◆ **Passage to read**
(begin)

Long-term Trading in Brief: Low-risk Strategies for Bull and Bear Market Types


Long-term Trading in Brief: Low-risk Strategies for Bull and Bear Market Types

Did you know that research shows you are 2x to 3x more likely to stick with your habits if you make a specific plan and write it down?

And if there is one habit you should be writing down as a Forex trader, it is this:


Why? Because most retail traders trade against trends, and get it wrong.

Look at this data and you will see what I mean:


The majority of traders (69% in this case) are fighting the trend and most of them are losing.
So, instead of fighting the trend, how do you let the trend become your friend?

Identify evident trends

When long-term trading, you need to think big picture. Where are the major trends right now?
To figure this out, identify the trend using weekly charts. These are the trends we want to be involved in.

Identify evident trends

You want the price to be trending between the mid and lower (bear) or upper (bull) Bollinger Band.
The trend is initiated when there is a weekly close below the lower or above the upper Bollinger Band, after a sideways market type.
Note there can be penetrations of the mid Bollinger Band as long as they reverse quickly. A sustained move through the mid Bollinger Band signals a change in market type.

Rule #1: Identify a bull or bear market type on the weekly charts.

Trends don’t go in a straight line to your objective

Trends, by nature, are choppy, so when you identify one, there should be no rush to jump aboard.
Instead, we stalk a low-risk entry point in the direction of the trend.
There are three entry points that you can use. For each of them, you need to go down to the daily charts.

1. Busted breakout. Wait for a reversal to a key level in the opposite half of the daily Bollinger Bands. Then look for a candle stick reversal pattern, such as a hammer, engulfing or other candlestick pattern.

(end)

◆ **Dataset records**
(begin)

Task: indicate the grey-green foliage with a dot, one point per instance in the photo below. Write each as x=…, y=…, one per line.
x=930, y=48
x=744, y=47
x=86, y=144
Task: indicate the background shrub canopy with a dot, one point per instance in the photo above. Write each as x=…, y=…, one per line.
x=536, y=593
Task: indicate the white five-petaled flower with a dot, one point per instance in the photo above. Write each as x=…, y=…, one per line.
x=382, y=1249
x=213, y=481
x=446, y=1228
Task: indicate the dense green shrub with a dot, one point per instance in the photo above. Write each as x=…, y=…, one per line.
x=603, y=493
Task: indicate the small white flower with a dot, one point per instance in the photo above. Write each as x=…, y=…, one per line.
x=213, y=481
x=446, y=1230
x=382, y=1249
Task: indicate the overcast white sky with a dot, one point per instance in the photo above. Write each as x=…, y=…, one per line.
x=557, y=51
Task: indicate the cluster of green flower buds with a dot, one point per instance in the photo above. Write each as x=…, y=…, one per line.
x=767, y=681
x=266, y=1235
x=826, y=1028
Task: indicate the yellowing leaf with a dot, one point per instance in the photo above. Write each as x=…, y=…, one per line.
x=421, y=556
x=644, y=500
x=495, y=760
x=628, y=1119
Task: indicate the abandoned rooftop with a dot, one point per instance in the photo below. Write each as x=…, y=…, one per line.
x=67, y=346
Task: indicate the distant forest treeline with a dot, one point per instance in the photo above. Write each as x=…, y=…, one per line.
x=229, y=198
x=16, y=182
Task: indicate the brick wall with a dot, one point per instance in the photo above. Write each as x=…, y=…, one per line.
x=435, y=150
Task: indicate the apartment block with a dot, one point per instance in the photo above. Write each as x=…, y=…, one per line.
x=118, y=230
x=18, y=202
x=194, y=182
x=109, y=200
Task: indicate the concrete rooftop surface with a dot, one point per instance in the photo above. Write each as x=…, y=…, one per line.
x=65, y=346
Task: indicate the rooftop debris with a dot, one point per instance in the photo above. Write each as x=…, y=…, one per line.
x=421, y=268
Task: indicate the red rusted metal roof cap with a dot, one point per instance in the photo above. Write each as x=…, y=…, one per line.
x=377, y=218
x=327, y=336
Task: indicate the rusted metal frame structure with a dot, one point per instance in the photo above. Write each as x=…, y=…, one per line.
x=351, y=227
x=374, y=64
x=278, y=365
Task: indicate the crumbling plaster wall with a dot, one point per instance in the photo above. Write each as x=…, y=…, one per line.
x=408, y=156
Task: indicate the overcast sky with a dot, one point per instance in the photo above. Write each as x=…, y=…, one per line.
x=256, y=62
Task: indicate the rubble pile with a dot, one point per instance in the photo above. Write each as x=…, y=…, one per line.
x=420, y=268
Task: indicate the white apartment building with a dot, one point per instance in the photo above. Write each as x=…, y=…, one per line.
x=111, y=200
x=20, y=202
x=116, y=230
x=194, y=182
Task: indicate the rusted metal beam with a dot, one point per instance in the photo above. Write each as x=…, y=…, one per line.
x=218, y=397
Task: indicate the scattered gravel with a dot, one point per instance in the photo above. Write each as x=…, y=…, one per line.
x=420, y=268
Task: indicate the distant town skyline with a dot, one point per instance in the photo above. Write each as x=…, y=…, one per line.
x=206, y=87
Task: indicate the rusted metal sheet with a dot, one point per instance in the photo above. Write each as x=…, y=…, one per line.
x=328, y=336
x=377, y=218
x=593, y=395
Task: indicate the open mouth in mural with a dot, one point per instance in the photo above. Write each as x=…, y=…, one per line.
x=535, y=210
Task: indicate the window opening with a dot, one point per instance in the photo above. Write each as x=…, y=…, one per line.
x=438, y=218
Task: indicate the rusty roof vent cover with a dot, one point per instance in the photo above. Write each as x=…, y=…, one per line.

(end)

◆ **Requirement A**
According to the long-term trading article, why should a trader not rush to enter a trend once it has been identified, and what should the trader do instead?
◆ **Requirement B**
Reproduce the passage of the long-term trading article starting at "Trends don’t go" and ending at "other candlestick pattern.".

◆ **Full answer A**
Trends are by nature choppy and do not move in a straight line toward the objective, so there is no need to hurry into one. Instead, the trader stalks a low-risk entry point in the direction of the trend, using the daily charts.

◆ **Full answer B**
Trends don’t go in a straight line to your objective

Trends, by nature, are choppy, so when you identify one, there should be no rush to jump aboard.
Instead, we stalk a low-risk entry point in the direction of the trend.
There are three entry points that you can use. For each of them, you need to go down to the daily charts.

1. Busted breakout. Wait for a reversal to a key level in the opposite half of the daily Bollinger Bands. Then look for a candle stick reversal pattern, such as a hammer, engulfing or other candlestick pattern.